▸ **Directions**:
Quote the passage below on Russia's presidential election in full, word for word.

After an uneventful, month-long campaign, President Vladimir Putin's handpicked successor – Dmitri Medvedev – looks set to win at least two-thirds of the vote in Sunday's presidential election.

But some experts argue that the real triumph in these elections will be for the system of "managed democracy," a Kremlin-choreographed exercise in which the population is mobilized to validate choices already made by the powers that be.

"A lot of people will turn out to vote, but they will be acting out of tradition," rather than individual choice, says Igor Mintusov, chairman of Nikkolo-M, a Moscow-based political consultancy. "People will be voting for stability because they've been told that this is how to keep the country on the same course," he says.

Indeed, in a televised appeal this week, Mr. Medvedev reiterated his central message, pledging political stability and continuation of Mr. Putin's policies. A longtime associate of the president, he has been appointed by Putin to all his previous government jobs, including the two he holds now: deputy prime minister and chairman of the state-run gas monopoly Gazprom. He has never run for office, and declined all opportunities to publicly debate his three opponents: Communist Party leader Gennady Zyuganov, ultra-nationalist Vladimir Zhirinovsky, and political newcomer Andrei Bogdanov.

▸ **Stored data**:
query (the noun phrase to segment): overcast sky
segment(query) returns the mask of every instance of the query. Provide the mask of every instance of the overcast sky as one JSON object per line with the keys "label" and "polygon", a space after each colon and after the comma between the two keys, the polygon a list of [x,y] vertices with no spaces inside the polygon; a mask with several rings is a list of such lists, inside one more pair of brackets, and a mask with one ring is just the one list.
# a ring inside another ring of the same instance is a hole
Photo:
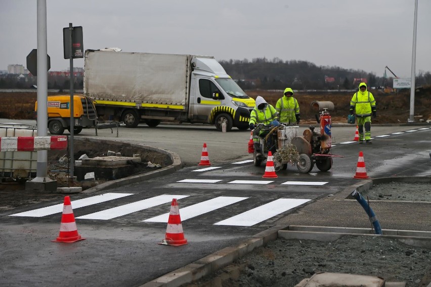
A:
{"label": "overcast sky", "polygon": [[[419,0],[416,71],[431,71],[431,1]],[[278,57],[410,77],[414,0],[47,0],[51,71],[66,70],[63,28],[84,49]],[[0,0],[0,70],[37,47],[36,0]],[[74,67],[83,67],[82,59]],[[330,76],[329,75],[328,76]]]}

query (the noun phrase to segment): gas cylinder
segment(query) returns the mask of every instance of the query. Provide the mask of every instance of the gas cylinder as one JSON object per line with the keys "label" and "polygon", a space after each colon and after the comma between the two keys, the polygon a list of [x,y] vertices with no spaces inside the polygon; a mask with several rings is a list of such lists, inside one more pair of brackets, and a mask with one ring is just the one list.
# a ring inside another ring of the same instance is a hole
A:
{"label": "gas cylinder", "polygon": [[331,115],[326,108],[320,114],[320,147],[322,150],[331,148]]}

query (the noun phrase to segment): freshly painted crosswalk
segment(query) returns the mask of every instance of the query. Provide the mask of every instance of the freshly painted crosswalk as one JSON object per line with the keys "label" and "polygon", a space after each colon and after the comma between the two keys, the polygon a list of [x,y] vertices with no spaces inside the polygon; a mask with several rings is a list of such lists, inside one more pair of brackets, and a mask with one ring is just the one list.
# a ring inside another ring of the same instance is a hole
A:
{"label": "freshly painted crosswalk", "polygon": [[[131,196],[133,194],[118,194],[114,193],[109,193],[107,194],[103,194],[98,196],[91,197],[83,199],[78,199],[73,201],[73,203],[72,206],[72,208],[76,209],[84,206],[89,206],[93,204],[101,203],[110,200],[117,199],[128,196]],[[58,213],[63,211],[63,204],[56,204],[52,205],[47,207],[38,208],[33,210],[30,210],[25,212],[21,212],[20,213],[16,213],[12,214],[11,216],[29,216],[31,217],[41,217],[50,215],[55,213]]]}
{"label": "freshly painted crosswalk", "polygon": [[[91,197],[85,199],[72,201],[72,208],[77,208],[89,207],[109,200],[115,200],[122,197],[133,195],[133,194],[104,194],[100,196]],[[134,212],[148,209],[155,206],[165,204],[170,202],[173,199],[181,199],[192,195],[162,195],[155,196],[135,202],[122,204],[112,208],[105,209],[97,212],[94,212],[75,217],[75,219],[93,219],[107,220],[130,214]],[[232,205],[238,204],[245,200],[253,201],[255,199],[249,197],[225,197],[220,196],[198,203],[181,207],[180,204],[180,210],[182,220],[187,220],[210,212],[218,212],[217,217],[223,218],[224,214],[223,208]],[[245,212],[234,215],[217,223],[212,223],[218,225],[231,225],[238,226],[251,226],[271,218],[278,214],[285,212],[289,209],[296,207],[310,201],[310,199],[285,199],[282,198],[274,200],[264,204],[258,207],[253,208]],[[250,203],[251,202],[247,201]],[[38,208],[25,212],[12,214],[11,216],[27,216],[32,217],[41,217],[51,215],[62,211],[63,205],[56,204],[47,207]],[[166,208],[168,210],[168,208]],[[231,209],[231,210],[235,209]],[[220,214],[222,214],[221,216]],[[166,224],[169,218],[169,213],[167,212],[154,217],[148,219],[137,219],[142,222],[163,223]],[[132,219],[132,220],[133,219]],[[216,220],[214,220],[215,221]],[[210,222],[206,222],[207,224]]]}
{"label": "freshly painted crosswalk", "polygon": [[214,223],[216,225],[251,226],[310,201],[309,199],[280,199]]}
{"label": "freshly painted crosswalk", "polygon": [[[180,212],[181,221],[187,220],[195,216],[236,203],[247,198],[248,198],[218,197],[193,205],[182,208],[181,209]],[[169,212],[143,221],[146,222],[167,222],[168,218]]]}
{"label": "freshly painted crosswalk", "polygon": [[98,212],[83,215],[79,217],[76,217],[76,218],[100,219],[102,220],[112,219],[112,218],[130,214],[130,213],[150,208],[150,207],[154,207],[157,205],[170,202],[172,201],[172,199],[181,199],[188,196],[189,196],[162,195],[109,209],[106,209]]}

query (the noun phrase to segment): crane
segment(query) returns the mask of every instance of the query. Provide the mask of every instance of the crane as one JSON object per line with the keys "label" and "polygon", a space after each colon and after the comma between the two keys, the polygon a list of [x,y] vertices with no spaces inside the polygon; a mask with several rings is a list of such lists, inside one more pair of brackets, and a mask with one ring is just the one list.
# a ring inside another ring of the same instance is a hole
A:
{"label": "crane", "polygon": [[394,72],[393,72],[392,71],[391,71],[391,69],[390,69],[389,67],[387,67],[387,66],[386,66],[386,67],[384,67],[384,68],[385,68],[385,69],[387,69],[388,70],[389,70],[389,71],[390,71],[390,72],[391,72],[391,73],[392,73],[393,75],[394,75],[394,76],[395,77],[395,78],[396,78],[396,79],[398,79],[398,77],[397,77],[397,75],[396,75],[395,74],[394,74]]}

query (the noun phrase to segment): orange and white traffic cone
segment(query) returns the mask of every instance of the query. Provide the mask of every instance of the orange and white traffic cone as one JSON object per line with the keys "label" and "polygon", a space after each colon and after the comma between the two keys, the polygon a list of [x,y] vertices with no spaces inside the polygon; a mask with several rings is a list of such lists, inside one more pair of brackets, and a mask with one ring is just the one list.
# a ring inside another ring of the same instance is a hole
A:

▸ **Finished answer**:
After an uneventful, month-long campaign, President Vladimir Putin's handpicked successor – Dmitri Medvedev – looks set to win at least two-thirds of the vote in Sunday's presidential election.

But some experts argue that the real triumph in these elections will be for the system of "managed democracy," a Kremlin-choreographed exercise in which the population is mobilized to validate choices already made by the powers that be.

"A lot of people will turn out to vote, but they will be acting out of tradition," rather than individual choice, says Igor Mintusov, chairman of Nikkolo-M, a Moscow-based political consultancy. "People will be voting for stability because they've been told that this is how to keep the country on the same course," he says.

Indeed, in a televised appeal this week, Mr. Medvedev reiterated his central message, pledging political stability and continuation of Mr. Putin's policies. A longtime associate of the president, he has been appointed by Putin to all his previous government jobs, including the two he holds now: deputy prime minister and chairman of the state-run gas monopoly Gazprom. He has never run for office, and declined all opportunities to publicly debate his three opponents: Communist Party leader Gennady Zyuganov, ultra-nationalist Vladimir Zhirinovsky, and political newcomer Andrei Bogdanov.